━━━ Task input ━━━

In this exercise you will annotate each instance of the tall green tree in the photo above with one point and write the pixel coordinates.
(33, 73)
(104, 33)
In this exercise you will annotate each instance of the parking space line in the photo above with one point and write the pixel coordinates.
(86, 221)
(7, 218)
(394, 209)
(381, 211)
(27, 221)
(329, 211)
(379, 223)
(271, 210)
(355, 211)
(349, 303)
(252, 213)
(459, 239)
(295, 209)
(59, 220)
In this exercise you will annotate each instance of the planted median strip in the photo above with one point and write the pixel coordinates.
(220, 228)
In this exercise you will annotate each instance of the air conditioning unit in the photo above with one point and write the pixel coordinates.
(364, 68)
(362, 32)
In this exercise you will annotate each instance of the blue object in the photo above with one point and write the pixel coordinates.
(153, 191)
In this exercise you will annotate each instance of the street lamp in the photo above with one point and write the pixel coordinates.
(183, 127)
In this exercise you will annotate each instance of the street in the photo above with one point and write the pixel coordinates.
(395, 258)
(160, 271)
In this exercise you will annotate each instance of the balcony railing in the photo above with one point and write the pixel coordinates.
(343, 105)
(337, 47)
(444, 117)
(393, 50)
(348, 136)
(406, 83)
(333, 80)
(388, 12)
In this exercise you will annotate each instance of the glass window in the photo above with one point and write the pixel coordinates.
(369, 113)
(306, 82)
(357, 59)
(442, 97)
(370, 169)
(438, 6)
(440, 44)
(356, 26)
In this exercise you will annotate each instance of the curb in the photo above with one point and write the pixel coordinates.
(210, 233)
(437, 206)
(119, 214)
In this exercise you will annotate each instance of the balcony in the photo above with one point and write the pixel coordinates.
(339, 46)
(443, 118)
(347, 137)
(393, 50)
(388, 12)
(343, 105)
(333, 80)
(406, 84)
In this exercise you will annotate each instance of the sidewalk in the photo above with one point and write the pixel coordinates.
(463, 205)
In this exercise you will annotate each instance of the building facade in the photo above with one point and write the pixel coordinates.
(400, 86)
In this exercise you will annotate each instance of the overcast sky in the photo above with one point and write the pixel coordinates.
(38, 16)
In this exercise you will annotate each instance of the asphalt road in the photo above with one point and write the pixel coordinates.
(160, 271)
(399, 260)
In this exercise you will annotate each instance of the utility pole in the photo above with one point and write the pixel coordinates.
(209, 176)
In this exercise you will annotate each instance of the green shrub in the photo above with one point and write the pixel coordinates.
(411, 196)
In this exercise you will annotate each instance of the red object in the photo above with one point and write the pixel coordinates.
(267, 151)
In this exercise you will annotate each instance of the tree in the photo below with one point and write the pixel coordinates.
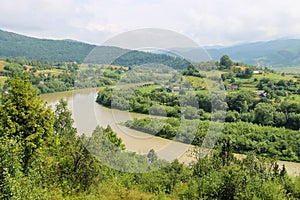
(264, 113)
(152, 156)
(226, 61)
(24, 117)
(63, 125)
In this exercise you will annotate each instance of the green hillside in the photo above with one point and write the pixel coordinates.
(276, 53)
(15, 45)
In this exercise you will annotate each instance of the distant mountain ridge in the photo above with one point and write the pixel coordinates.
(276, 53)
(15, 45)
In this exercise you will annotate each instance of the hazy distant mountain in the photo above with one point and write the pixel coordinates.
(272, 53)
(284, 52)
(15, 45)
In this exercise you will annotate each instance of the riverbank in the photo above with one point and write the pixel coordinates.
(87, 114)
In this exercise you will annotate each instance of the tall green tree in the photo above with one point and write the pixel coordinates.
(226, 61)
(24, 118)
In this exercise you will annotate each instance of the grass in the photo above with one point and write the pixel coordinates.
(196, 82)
(55, 72)
(2, 64)
(288, 70)
(292, 168)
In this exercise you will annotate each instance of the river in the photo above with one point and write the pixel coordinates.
(87, 114)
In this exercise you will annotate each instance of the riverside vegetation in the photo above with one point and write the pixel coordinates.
(43, 158)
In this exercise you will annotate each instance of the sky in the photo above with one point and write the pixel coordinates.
(208, 22)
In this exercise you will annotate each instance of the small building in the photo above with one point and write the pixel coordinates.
(257, 72)
(261, 93)
(176, 89)
(232, 87)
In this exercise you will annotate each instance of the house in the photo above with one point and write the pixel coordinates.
(257, 72)
(261, 93)
(176, 89)
(232, 87)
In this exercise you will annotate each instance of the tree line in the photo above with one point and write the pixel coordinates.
(42, 157)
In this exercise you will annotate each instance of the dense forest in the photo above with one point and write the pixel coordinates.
(14, 45)
(42, 157)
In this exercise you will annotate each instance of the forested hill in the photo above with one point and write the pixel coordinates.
(276, 53)
(15, 45)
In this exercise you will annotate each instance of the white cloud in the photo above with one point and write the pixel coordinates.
(206, 21)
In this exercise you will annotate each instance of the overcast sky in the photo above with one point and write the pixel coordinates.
(209, 22)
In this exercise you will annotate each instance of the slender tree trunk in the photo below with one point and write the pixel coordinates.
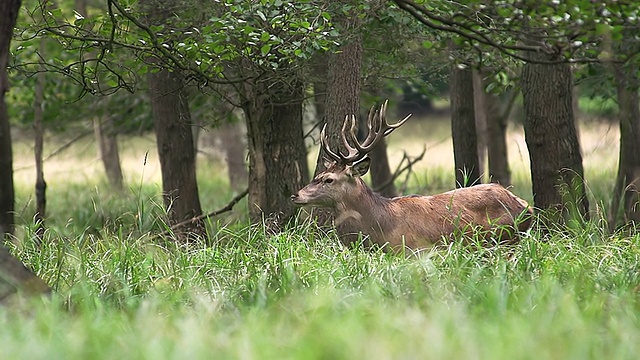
(234, 144)
(463, 127)
(172, 125)
(480, 108)
(41, 185)
(104, 130)
(496, 133)
(8, 15)
(106, 137)
(14, 276)
(628, 178)
(277, 154)
(556, 163)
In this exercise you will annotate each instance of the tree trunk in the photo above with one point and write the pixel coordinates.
(233, 142)
(343, 93)
(172, 125)
(381, 176)
(320, 68)
(480, 107)
(8, 15)
(463, 127)
(15, 277)
(497, 119)
(104, 130)
(106, 137)
(277, 154)
(41, 185)
(556, 162)
(628, 176)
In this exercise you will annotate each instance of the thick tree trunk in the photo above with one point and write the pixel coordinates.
(8, 15)
(463, 127)
(343, 93)
(277, 154)
(628, 178)
(172, 125)
(556, 162)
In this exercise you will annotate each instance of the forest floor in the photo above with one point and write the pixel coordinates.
(120, 291)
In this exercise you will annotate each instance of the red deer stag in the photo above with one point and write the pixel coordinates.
(414, 221)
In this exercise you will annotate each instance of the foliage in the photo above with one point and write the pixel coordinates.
(196, 38)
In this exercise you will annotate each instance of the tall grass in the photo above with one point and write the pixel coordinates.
(242, 292)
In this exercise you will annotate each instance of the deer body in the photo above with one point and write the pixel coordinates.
(415, 222)
(418, 222)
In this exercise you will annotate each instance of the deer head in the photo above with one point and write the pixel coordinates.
(342, 173)
(414, 221)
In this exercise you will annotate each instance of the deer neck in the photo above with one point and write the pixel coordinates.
(362, 207)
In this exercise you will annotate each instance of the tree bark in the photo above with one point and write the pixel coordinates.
(277, 154)
(343, 93)
(628, 177)
(16, 278)
(172, 125)
(463, 127)
(496, 133)
(104, 131)
(8, 15)
(107, 139)
(480, 107)
(232, 139)
(320, 69)
(41, 185)
(556, 162)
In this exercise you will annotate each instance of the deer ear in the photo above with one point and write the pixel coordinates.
(360, 168)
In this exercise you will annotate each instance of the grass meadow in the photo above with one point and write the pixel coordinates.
(120, 291)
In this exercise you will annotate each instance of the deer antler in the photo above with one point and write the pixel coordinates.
(378, 129)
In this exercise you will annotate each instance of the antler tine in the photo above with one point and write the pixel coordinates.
(378, 129)
(325, 145)
(352, 151)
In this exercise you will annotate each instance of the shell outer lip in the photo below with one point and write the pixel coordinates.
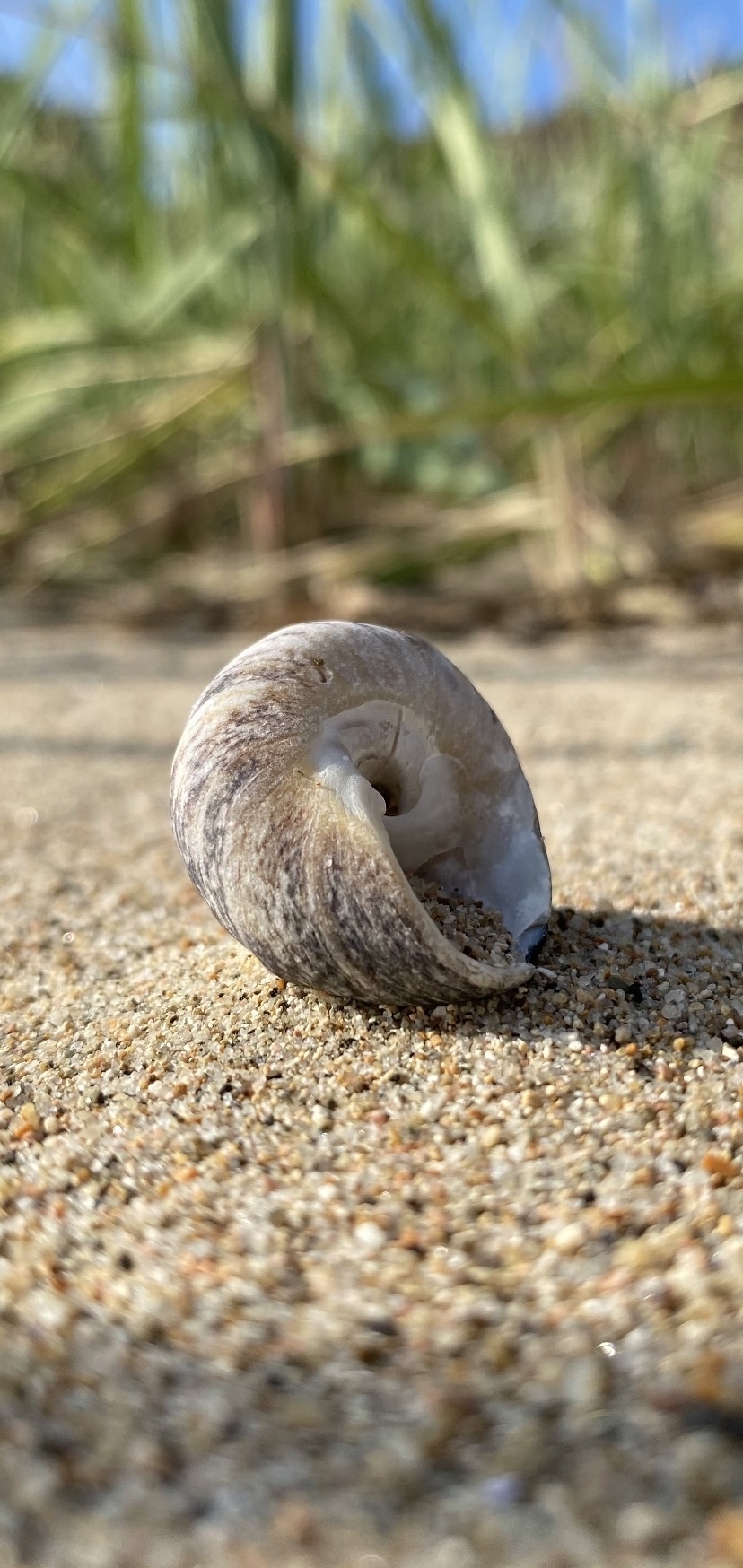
(281, 867)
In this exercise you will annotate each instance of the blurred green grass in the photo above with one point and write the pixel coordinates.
(248, 314)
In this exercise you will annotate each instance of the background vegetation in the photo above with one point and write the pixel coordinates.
(260, 352)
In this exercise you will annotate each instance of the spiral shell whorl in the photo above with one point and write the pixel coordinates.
(287, 840)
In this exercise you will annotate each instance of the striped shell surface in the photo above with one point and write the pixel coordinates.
(325, 765)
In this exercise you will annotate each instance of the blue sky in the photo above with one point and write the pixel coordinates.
(518, 43)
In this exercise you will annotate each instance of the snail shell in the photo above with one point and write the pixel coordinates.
(320, 769)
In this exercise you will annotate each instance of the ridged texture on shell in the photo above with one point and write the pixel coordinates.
(310, 884)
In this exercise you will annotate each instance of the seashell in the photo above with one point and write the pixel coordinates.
(325, 765)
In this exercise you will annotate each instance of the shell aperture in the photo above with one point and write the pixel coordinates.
(320, 771)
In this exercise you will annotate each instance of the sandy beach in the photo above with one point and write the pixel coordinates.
(289, 1281)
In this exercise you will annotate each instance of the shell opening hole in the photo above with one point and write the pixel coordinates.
(390, 797)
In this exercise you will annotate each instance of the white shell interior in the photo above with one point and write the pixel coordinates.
(384, 765)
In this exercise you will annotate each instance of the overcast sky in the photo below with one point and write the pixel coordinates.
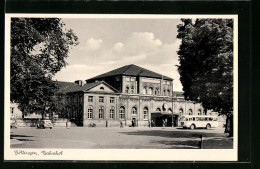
(107, 44)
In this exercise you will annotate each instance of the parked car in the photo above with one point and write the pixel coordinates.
(44, 124)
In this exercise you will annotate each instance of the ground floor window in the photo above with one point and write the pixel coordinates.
(90, 112)
(145, 113)
(122, 113)
(101, 113)
(134, 110)
(112, 113)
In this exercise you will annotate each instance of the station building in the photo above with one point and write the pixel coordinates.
(129, 94)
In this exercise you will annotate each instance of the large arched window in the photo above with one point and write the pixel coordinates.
(90, 112)
(150, 91)
(101, 113)
(132, 89)
(145, 90)
(199, 112)
(156, 92)
(122, 112)
(181, 110)
(134, 110)
(112, 113)
(145, 111)
(190, 112)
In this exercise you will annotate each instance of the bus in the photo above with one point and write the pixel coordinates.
(193, 122)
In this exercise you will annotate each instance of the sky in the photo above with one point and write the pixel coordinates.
(109, 43)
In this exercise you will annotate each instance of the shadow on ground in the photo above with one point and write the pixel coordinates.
(20, 137)
(173, 134)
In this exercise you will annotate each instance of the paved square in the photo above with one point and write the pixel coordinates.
(120, 138)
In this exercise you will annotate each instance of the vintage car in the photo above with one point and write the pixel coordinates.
(44, 124)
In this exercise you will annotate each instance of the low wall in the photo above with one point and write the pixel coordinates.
(113, 123)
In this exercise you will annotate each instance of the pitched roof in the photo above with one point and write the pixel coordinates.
(68, 87)
(132, 70)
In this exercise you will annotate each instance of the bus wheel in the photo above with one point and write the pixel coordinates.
(192, 127)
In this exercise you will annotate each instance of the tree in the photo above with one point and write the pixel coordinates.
(39, 47)
(206, 63)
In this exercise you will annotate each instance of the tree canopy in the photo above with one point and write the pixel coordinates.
(206, 62)
(39, 47)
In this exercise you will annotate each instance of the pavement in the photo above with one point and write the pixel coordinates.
(120, 138)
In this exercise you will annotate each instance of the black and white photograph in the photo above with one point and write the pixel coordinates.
(121, 87)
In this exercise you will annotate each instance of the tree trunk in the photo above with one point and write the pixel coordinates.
(229, 125)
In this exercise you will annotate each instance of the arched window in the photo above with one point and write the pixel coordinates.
(90, 112)
(199, 112)
(132, 89)
(134, 110)
(122, 112)
(190, 111)
(156, 92)
(127, 89)
(168, 92)
(145, 113)
(101, 113)
(150, 91)
(145, 90)
(112, 113)
(164, 92)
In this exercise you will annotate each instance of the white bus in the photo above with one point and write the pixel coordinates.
(193, 122)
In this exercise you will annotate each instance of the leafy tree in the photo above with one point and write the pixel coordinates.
(206, 63)
(39, 47)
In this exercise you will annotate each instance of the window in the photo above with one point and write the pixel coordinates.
(132, 89)
(150, 91)
(134, 110)
(127, 89)
(145, 113)
(90, 98)
(199, 112)
(101, 99)
(144, 90)
(122, 113)
(190, 111)
(90, 112)
(101, 113)
(164, 92)
(112, 100)
(112, 113)
(12, 110)
(156, 91)
(168, 92)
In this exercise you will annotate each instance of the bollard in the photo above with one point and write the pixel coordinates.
(201, 142)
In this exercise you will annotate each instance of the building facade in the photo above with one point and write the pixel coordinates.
(129, 95)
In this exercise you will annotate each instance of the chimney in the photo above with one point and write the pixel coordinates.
(79, 82)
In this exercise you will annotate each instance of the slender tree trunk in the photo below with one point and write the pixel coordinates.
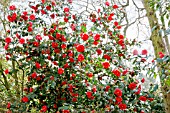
(159, 46)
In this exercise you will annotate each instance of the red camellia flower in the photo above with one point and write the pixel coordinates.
(8, 40)
(106, 65)
(12, 7)
(99, 51)
(54, 44)
(107, 88)
(30, 29)
(60, 71)
(132, 85)
(34, 75)
(143, 80)
(150, 99)
(142, 98)
(118, 99)
(144, 52)
(135, 52)
(44, 108)
(89, 94)
(37, 65)
(12, 18)
(65, 111)
(115, 7)
(122, 106)
(25, 99)
(66, 9)
(118, 92)
(8, 105)
(116, 72)
(80, 57)
(97, 37)
(6, 71)
(106, 57)
(36, 44)
(32, 17)
(43, 1)
(161, 55)
(21, 40)
(74, 99)
(84, 37)
(116, 23)
(90, 74)
(38, 37)
(80, 48)
(107, 3)
(48, 7)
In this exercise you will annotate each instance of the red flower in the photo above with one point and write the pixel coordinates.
(150, 99)
(116, 72)
(161, 55)
(118, 99)
(122, 106)
(118, 92)
(142, 98)
(84, 37)
(54, 44)
(74, 99)
(25, 99)
(115, 7)
(90, 74)
(44, 108)
(107, 3)
(97, 37)
(107, 88)
(8, 105)
(65, 19)
(60, 71)
(38, 37)
(99, 51)
(144, 52)
(6, 71)
(6, 46)
(106, 57)
(110, 18)
(63, 46)
(32, 17)
(43, 1)
(65, 111)
(89, 94)
(66, 9)
(36, 44)
(80, 48)
(8, 40)
(143, 80)
(31, 89)
(106, 65)
(12, 7)
(34, 75)
(135, 52)
(21, 40)
(132, 85)
(37, 65)
(48, 7)
(116, 23)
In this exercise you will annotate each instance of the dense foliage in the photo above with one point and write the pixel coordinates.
(77, 63)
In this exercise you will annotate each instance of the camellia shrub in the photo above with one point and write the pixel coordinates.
(74, 62)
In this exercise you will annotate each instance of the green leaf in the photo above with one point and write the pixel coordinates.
(63, 107)
(155, 88)
(83, 28)
(168, 82)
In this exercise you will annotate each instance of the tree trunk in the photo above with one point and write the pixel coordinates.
(159, 46)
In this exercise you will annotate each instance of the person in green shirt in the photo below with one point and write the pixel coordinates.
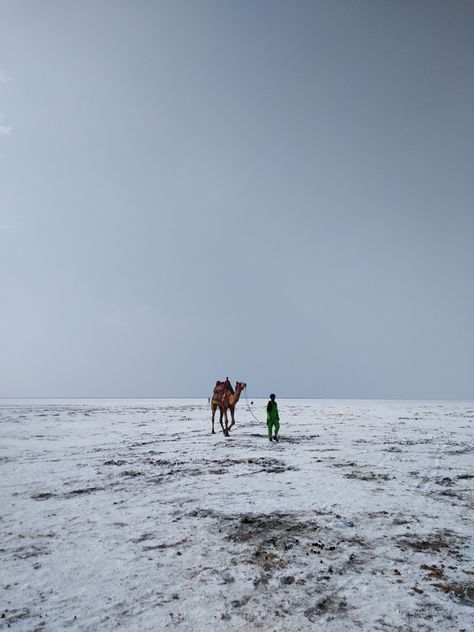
(273, 418)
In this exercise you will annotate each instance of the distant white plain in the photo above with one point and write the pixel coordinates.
(130, 515)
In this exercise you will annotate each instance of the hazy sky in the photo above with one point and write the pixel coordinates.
(277, 191)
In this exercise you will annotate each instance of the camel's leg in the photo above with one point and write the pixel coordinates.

━━━

Begin at the line that contains "In this exercise you will annotate each instance of the person" and transcribe exactly, and only, each line through the final line of the data above, both included; the pictures do not go in.

In this exercise you will annotate each instance of the person in green shirt in the photo below with one point and write the pixel coordinates.
(273, 418)
In this exercise you will annotate each instance of the distant white plain in the photo above with one point and write the pixel coordinates.
(130, 515)
In this exercise you will annotate each instance of the hazy sky in the photo above with one point and write the pixel coordinates.
(277, 191)
In this exercise you will annotate each instance of the camel's leg in the photo above with one point and write the pixel coordinates.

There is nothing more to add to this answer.